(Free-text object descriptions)
┄┄┄┄┄┄
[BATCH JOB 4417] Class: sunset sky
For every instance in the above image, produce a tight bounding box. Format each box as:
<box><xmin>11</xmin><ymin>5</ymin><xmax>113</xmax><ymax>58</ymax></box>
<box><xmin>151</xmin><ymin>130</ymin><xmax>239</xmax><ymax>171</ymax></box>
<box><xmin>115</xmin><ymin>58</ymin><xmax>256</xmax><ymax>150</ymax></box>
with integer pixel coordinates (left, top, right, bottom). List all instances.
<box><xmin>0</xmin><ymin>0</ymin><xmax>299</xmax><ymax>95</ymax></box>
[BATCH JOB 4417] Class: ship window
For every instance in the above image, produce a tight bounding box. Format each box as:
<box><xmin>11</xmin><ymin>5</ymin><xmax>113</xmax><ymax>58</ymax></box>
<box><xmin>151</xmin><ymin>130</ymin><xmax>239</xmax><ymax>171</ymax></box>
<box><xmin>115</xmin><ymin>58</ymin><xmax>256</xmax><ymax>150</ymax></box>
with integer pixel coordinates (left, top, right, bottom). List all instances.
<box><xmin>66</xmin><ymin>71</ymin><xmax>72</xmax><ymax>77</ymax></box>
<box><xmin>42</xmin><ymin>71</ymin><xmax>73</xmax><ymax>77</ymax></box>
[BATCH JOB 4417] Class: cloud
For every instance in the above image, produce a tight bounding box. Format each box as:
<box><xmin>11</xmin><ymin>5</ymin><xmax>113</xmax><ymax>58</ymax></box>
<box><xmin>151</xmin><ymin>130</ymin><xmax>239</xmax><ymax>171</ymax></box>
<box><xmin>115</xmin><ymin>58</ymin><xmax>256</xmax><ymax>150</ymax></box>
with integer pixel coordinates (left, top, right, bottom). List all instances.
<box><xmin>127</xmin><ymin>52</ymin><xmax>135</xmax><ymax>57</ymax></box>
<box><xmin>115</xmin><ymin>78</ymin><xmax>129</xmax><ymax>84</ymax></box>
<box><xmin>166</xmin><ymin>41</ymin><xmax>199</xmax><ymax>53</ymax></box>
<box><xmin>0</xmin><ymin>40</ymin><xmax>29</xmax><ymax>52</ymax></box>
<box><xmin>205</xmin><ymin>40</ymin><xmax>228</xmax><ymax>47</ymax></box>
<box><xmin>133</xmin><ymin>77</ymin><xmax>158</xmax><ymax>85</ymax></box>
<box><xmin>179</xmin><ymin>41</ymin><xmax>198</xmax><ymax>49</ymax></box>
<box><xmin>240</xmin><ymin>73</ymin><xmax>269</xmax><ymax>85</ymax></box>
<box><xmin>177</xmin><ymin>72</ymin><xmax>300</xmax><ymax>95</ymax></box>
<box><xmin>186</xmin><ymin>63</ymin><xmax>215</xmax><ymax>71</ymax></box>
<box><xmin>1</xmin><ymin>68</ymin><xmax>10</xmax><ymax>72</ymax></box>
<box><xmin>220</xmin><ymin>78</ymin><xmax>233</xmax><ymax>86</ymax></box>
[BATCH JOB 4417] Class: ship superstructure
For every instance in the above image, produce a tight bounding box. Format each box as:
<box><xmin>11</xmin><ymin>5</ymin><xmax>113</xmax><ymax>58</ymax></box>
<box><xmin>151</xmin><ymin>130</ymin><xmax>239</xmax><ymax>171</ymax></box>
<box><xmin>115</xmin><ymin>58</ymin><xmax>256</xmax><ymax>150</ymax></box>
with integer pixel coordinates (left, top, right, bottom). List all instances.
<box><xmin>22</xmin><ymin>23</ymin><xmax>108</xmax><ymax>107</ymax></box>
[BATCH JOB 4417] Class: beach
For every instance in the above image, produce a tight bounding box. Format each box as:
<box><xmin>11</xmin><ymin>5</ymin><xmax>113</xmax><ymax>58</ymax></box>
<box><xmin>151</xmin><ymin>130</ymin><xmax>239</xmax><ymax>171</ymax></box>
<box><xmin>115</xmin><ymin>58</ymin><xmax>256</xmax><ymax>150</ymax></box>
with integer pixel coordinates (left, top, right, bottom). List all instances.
┄┄┄┄┄┄
Please give the full set of data again exactly.

### Solution to this exercise
[BATCH JOB 4417] Class: sunset sky
For every instance in the above image, produce a tight bounding box. Format each box as:
<box><xmin>11</xmin><ymin>5</ymin><xmax>113</xmax><ymax>58</ymax></box>
<box><xmin>151</xmin><ymin>130</ymin><xmax>239</xmax><ymax>171</ymax></box>
<box><xmin>115</xmin><ymin>58</ymin><xmax>256</xmax><ymax>150</ymax></box>
with integer pixel coordinates (left, top, right, bottom). List all instances.
<box><xmin>0</xmin><ymin>0</ymin><xmax>299</xmax><ymax>95</ymax></box>
[BATCH JOB 4417] Class: ship window
For every instance in the above image, produce a tight bounding box. Format each box as:
<box><xmin>11</xmin><ymin>5</ymin><xmax>113</xmax><ymax>58</ymax></box>
<box><xmin>151</xmin><ymin>130</ymin><xmax>239</xmax><ymax>171</ymax></box>
<box><xmin>115</xmin><ymin>58</ymin><xmax>256</xmax><ymax>150</ymax></box>
with integer pixel coordinates (left, top, right, bottom). List all instances.
<box><xmin>66</xmin><ymin>71</ymin><xmax>72</xmax><ymax>77</ymax></box>
<box><xmin>42</xmin><ymin>71</ymin><xmax>73</xmax><ymax>77</ymax></box>
[BATCH JOB 4417] Class: cloud
For every instance in the above image, produce a tight bounding box. Format each box as:
<box><xmin>11</xmin><ymin>5</ymin><xmax>113</xmax><ymax>58</ymax></box>
<box><xmin>151</xmin><ymin>130</ymin><xmax>239</xmax><ymax>171</ymax></box>
<box><xmin>115</xmin><ymin>58</ymin><xmax>256</xmax><ymax>150</ymax></box>
with integer pixel coordinates (left, top, right, bottom). List all instances.
<box><xmin>127</xmin><ymin>52</ymin><xmax>135</xmax><ymax>57</ymax></box>
<box><xmin>115</xmin><ymin>78</ymin><xmax>129</xmax><ymax>84</ymax></box>
<box><xmin>166</xmin><ymin>41</ymin><xmax>199</xmax><ymax>53</ymax></box>
<box><xmin>0</xmin><ymin>40</ymin><xmax>29</xmax><ymax>52</ymax></box>
<box><xmin>205</xmin><ymin>40</ymin><xmax>228</xmax><ymax>47</ymax></box>
<box><xmin>133</xmin><ymin>77</ymin><xmax>158</xmax><ymax>85</ymax></box>
<box><xmin>179</xmin><ymin>41</ymin><xmax>198</xmax><ymax>49</ymax></box>
<box><xmin>240</xmin><ymin>73</ymin><xmax>269</xmax><ymax>85</ymax></box>
<box><xmin>177</xmin><ymin>72</ymin><xmax>300</xmax><ymax>95</ymax></box>
<box><xmin>186</xmin><ymin>63</ymin><xmax>215</xmax><ymax>71</ymax></box>
<box><xmin>1</xmin><ymin>68</ymin><xmax>10</xmax><ymax>72</ymax></box>
<box><xmin>220</xmin><ymin>78</ymin><xmax>233</xmax><ymax>86</ymax></box>
[BATCH JOB 4417] Class: ship superstructure
For every instance in the above image, produce a tight bounding box. Format each box as:
<box><xmin>11</xmin><ymin>5</ymin><xmax>113</xmax><ymax>58</ymax></box>
<box><xmin>151</xmin><ymin>130</ymin><xmax>239</xmax><ymax>171</ymax></box>
<box><xmin>115</xmin><ymin>58</ymin><xmax>256</xmax><ymax>150</ymax></box>
with integer pixel coordinates (left, top, right, bottom). List all instances.
<box><xmin>22</xmin><ymin>23</ymin><xmax>108</xmax><ymax>107</ymax></box>
[BATCH JOB 4417] Class: beach
For every instance in the above image, produce a tight bounding box. Format each box as:
<box><xmin>11</xmin><ymin>5</ymin><xmax>113</xmax><ymax>58</ymax></box>
<box><xmin>151</xmin><ymin>130</ymin><xmax>239</xmax><ymax>171</ymax></box>
<box><xmin>115</xmin><ymin>58</ymin><xmax>256</xmax><ymax>150</ymax></box>
with integer pixel coordinates (left, top, right, bottom). List all instances.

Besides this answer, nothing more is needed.